STORED DATA:
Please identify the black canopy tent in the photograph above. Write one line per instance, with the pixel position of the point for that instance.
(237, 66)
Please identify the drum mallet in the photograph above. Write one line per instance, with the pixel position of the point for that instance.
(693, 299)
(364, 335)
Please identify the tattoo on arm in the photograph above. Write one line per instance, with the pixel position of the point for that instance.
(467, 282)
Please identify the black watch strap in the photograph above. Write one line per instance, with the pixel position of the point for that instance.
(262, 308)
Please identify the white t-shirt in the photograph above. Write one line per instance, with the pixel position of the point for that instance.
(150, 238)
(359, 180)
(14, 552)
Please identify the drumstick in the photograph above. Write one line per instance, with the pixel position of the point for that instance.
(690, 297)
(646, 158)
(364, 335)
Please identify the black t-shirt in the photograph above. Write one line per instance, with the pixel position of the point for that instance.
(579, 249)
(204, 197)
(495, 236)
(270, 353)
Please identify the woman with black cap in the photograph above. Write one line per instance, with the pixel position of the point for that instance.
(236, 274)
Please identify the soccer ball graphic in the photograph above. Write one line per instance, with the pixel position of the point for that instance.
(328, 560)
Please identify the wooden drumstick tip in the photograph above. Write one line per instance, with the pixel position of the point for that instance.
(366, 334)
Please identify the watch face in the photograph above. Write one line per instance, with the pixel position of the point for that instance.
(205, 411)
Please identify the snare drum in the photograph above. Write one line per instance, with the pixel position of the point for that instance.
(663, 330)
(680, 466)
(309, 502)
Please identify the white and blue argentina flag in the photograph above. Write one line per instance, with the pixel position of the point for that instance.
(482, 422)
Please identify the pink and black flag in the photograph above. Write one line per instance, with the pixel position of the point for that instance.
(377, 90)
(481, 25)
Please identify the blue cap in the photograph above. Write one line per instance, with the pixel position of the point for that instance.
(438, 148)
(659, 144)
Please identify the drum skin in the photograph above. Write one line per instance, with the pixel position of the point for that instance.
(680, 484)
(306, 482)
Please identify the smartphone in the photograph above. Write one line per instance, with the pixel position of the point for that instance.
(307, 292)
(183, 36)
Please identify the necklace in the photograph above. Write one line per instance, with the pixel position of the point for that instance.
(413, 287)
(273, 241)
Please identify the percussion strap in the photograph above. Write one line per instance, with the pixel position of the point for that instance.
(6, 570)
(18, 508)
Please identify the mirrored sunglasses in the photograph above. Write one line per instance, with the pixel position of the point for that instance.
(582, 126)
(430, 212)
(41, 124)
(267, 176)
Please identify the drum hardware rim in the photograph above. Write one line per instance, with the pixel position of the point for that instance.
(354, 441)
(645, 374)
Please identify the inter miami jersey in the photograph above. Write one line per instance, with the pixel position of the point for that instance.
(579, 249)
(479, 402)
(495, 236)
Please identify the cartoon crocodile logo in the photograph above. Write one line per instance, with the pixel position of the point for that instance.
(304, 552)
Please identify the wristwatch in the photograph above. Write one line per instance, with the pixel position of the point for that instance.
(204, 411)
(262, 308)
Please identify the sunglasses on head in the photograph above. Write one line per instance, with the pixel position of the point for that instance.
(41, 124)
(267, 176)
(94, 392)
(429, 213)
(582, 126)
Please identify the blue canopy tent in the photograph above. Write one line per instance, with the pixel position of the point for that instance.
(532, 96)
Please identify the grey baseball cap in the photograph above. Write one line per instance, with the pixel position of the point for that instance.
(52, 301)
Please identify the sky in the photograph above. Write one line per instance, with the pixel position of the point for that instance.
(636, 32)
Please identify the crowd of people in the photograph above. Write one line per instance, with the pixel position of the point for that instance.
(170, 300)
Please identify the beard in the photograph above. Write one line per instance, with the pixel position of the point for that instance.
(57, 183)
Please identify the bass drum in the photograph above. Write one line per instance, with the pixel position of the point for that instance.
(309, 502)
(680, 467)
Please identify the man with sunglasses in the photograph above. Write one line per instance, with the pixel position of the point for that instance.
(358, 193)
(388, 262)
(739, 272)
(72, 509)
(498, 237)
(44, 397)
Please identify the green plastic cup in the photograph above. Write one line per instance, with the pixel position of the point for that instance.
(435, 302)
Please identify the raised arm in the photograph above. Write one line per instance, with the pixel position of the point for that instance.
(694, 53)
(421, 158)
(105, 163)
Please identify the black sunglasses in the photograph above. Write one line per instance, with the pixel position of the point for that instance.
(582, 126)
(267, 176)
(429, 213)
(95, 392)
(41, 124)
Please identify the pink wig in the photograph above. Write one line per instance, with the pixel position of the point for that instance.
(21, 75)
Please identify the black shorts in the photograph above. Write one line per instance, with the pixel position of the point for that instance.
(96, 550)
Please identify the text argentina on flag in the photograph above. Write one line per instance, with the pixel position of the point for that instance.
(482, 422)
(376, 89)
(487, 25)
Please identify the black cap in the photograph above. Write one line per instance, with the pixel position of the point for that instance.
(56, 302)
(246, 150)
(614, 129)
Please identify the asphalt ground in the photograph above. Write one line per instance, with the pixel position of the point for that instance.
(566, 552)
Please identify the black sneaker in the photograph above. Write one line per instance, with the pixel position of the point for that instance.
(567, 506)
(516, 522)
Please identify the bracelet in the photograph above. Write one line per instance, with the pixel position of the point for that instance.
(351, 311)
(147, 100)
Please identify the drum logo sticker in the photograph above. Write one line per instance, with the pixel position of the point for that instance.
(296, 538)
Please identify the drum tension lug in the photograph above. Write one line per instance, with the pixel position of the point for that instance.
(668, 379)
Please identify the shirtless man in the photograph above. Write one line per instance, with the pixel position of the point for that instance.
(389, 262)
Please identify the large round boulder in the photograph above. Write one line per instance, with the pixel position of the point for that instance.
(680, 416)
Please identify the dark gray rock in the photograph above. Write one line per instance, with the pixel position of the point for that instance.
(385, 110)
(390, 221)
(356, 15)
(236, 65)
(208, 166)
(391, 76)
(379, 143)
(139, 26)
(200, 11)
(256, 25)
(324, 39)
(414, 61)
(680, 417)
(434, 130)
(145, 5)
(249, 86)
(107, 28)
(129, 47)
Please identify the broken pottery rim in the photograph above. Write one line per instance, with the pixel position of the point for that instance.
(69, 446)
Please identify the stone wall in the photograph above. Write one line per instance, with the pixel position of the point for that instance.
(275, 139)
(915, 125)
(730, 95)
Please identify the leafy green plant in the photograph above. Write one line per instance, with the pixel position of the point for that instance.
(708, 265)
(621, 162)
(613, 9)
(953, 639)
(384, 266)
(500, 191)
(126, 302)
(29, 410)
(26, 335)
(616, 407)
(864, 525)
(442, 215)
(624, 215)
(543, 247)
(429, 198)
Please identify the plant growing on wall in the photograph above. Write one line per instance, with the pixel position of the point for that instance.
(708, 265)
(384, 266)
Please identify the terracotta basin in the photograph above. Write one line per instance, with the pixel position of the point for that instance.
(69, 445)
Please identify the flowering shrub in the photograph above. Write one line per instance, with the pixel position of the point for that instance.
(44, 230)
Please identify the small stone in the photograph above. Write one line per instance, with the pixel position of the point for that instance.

EXERCISE GOAL:
Transcribe all of the records exactly.

OUTPUT BELOW:
Please identify the black canopy tent in the photograph above. Write one line per instance, with the pixel position of the point for that instance.
(237, 66)
Please identify the drum mallet in the photograph above. Write one line per instance, with the pixel position of the point for that instance.
(693, 299)
(364, 335)
Please identify the tattoo on arm in the photograph above. Write one line per instance, with the pixel position of the point for that instance.
(467, 282)
Please identify the black watch strap in the photograph above. Write one line per instance, with the pixel position of the point for that instance.
(262, 308)
Please identify the white t-shirt in the photograph above. Write one line per instance, with the pixel position of the point for that instance.
(150, 238)
(359, 180)
(14, 552)
Please identify the drumstick in the photograph above. Write one line per instance, with the pixel position of the point for that instance.
(690, 297)
(646, 158)
(364, 335)
Please identify the black t-shirt in the photograph above. Write one line per instance, with the pixel position of the point for that instance.
(579, 249)
(204, 197)
(495, 236)
(270, 353)
Please identify the woman with black cap in the photograph above. Write one line per instance, with the pixel position of the point for that instance.
(236, 274)
Please identify the soccer ball graphic in the photograph above. Write one line per instance, with the pixel position of the point for that instance.
(328, 560)
Please identify the wooden drumstick tip in the photograph above. Write one line per instance, with the pixel position of the point for that instance.
(366, 334)
Please identify the watch face in the photograph above. Write one line per instance, with the pixel position of the point for that instance.
(205, 411)
Please identify the snare drum in the photograph above. Write one line per instance, with the pixel position of the point for that instance.
(663, 330)
(680, 466)
(309, 502)
Please identify the white and blue argentina flag in the photograph above. Write one line per instance, with the pixel position of the point for that instance.
(482, 422)
Please identify the pink and black flag in the photograph above. Write one line per instance, with the pixel position of the point for that instance.
(377, 90)
(481, 25)
Please identify the blue cap in the photograph above. Write one line per instance, with the pixel position of the point for that instance.
(438, 148)
(659, 144)
Please identify the drum skin in the photograph above. Write one line per instance, with the pixel position of the point for that instance.
(680, 484)
(306, 482)
Please identify the smartphone in the photograph above. Write one line per instance, with the pixel position of the point for that instance.
(307, 292)
(183, 36)
Please identify the necklace in the photograph above. Write one line per instance, with the pixel position of the point for that instance.
(413, 287)
(273, 241)
Please identify the percussion strap in the photograph above. Write one line per instance, with the pixel position of the point for that instance.
(6, 570)
(18, 508)
Please identify the mirrored sunglasses in the photograph above. Write one line per instance, with the pixel position of the point for that instance.
(582, 126)
(430, 212)
(41, 124)
(267, 176)
Please identify the drum hardware rim in the photograph above. Write one line per instance, with the pixel position of the point for that instance.
(354, 441)
(645, 374)
Please identify the inter miami jersey in the photograph above. Write one line per instance, with the pixel position of the point for that instance.
(579, 249)
(479, 402)
(495, 236)
Please identify the cartoon crocodile logo in the photograph above. Write one line per instance, with the pixel position of the point for that instance.
(304, 552)
Please identify the wristwatch in the photograph above. Write one line per instance, with the pixel position of the point for that instance.
(204, 411)
(262, 308)
Please identify the sunglasses on head in the photograph above. Write one line per instance, with the pixel position of the point for that instance.
(41, 124)
(267, 176)
(94, 392)
(429, 213)
(582, 126)
Please identify the blue canopy tent in the photograph above. Write one line per instance, with the pixel position of the point for that instance.
(532, 96)
Please identify the grey baseball cap in the photograph above. Write one line per instance, with the pixel position of the point for that instance.
(52, 301)
Please identify the sky in the photograph above. Write one line per instance, with the pixel position of the point for that instance.
(636, 32)
Please identify the crowd of people in the photograph above. Write one line per instance, with the pixel position of the point for that instance.
(170, 300)
Please identify the beard in the photograph above. Write one line per instance, with the pixel position of the point for that instance.
(57, 183)
Please identify the bass drum in the photograph above. Write one line per instance, with the pixel position of the point for that instance.
(309, 502)
(680, 467)
Please identify the man with sunglasses in the photograph above. Write one line per instance, with the pixel position of the point for that instance.
(358, 193)
(388, 262)
(739, 272)
(72, 509)
(498, 237)
(44, 397)
Please identify the green plastic cup in the photograph above. Write one line per instance, with the pixel position of the point for that instance.
(435, 302)
Please identify the raised arm in the photograph above. Write one line per instance, with the pixel position of the point for that instance.
(694, 53)
(421, 158)
(105, 163)
Please identify the black sunglasses in the photograph above. Write one line per instance, with the pixel position of the point for that instance.
(582, 126)
(267, 176)
(429, 213)
(95, 392)
(41, 124)
Please identify the pink wig in the photograph above. Write one line per instance, with the pixel position of the point for that instance.
(21, 75)
Please identify the black shorts in the photograph above. Write one line per instance, with the pixel position of the point for that instance.
(96, 550)
Please identify the text argentina on flag in the photograph above. Write one line per instance, with the pixel position of the point for that instance.
(482, 422)
(376, 89)
(487, 25)
Please identify the black cap in the photograph above. Write one line per instance, with the pixel position of the point for that instance.
(56, 302)
(246, 150)
(614, 129)
Please identify the asphalt ground in the photograph above. Write one line per instance, with the pixel position of the point for that instance.
(566, 552)
Please identify the black sneaker in the photograph above. Write one line per instance, with the pixel position of the point for that instance.
(567, 506)
(516, 522)
Please identify the bracelet in the photograph above. Write one line per instance, with the pixel position of the point for that instance.
(351, 311)
(147, 100)
Please identify the drum logo sticker in the photograph above. Write one line per instance, with the pixel position of the point for that instance.
(296, 538)
Please identify the drum tension lug in the photograph above. Write one line per instance, with the pixel position of the point for that instance.
(668, 379)
Please identify the shirtless man in the photograph above. Write one line per instance, with the pixel position of the point for that instance.
(389, 262)
Please identify the large round boulder in the photograph above. Write one line per instance, with the pixel position of the point for that instance.
(680, 416)
Please identify the dark gray rock in the photograph above. Write one line per instance, with the pixel position of the point for that instance.
(385, 110)
(390, 221)
(356, 15)
(236, 65)
(208, 166)
(391, 76)
(379, 143)
(139, 26)
(200, 11)
(256, 25)
(324, 39)
(414, 61)
(680, 417)
(434, 130)
(145, 5)
(249, 86)
(107, 28)
(129, 47)
Please identify the broken pottery rim in the photograph above. Write one line per instance, with the pixel position of the point for that instance.
(69, 446)
Please identify the stone wall in the photograph above. Write one line per instance, with the pixel position of the point for that instance.
(275, 139)
(915, 125)
(730, 95)
Please identify the leafy green plant in the photograph above. Write one line per instance, with the pixel position of the point for that instance.
(708, 265)
(621, 162)
(613, 9)
(953, 639)
(384, 266)
(500, 191)
(126, 302)
(29, 410)
(26, 335)
(616, 407)
(864, 525)
(442, 215)
(624, 215)
(543, 247)
(429, 198)
Please identify the plant growing on wall in the photograph above. Write one line per instance, with the pixel position of the point for that instance.
(708, 265)
(384, 266)
Please identify the terracotta basin in the photograph above. Write one line per instance, with the pixel position of the point for that instance.
(69, 445)
Please identify the flowering shrub in the photograph above. Write one line per instance, with the pixel position of the point for that instance.
(44, 230)
Please identify the small stone in the photograph above. Write one line per instance, with the pixel position of the point for that instance.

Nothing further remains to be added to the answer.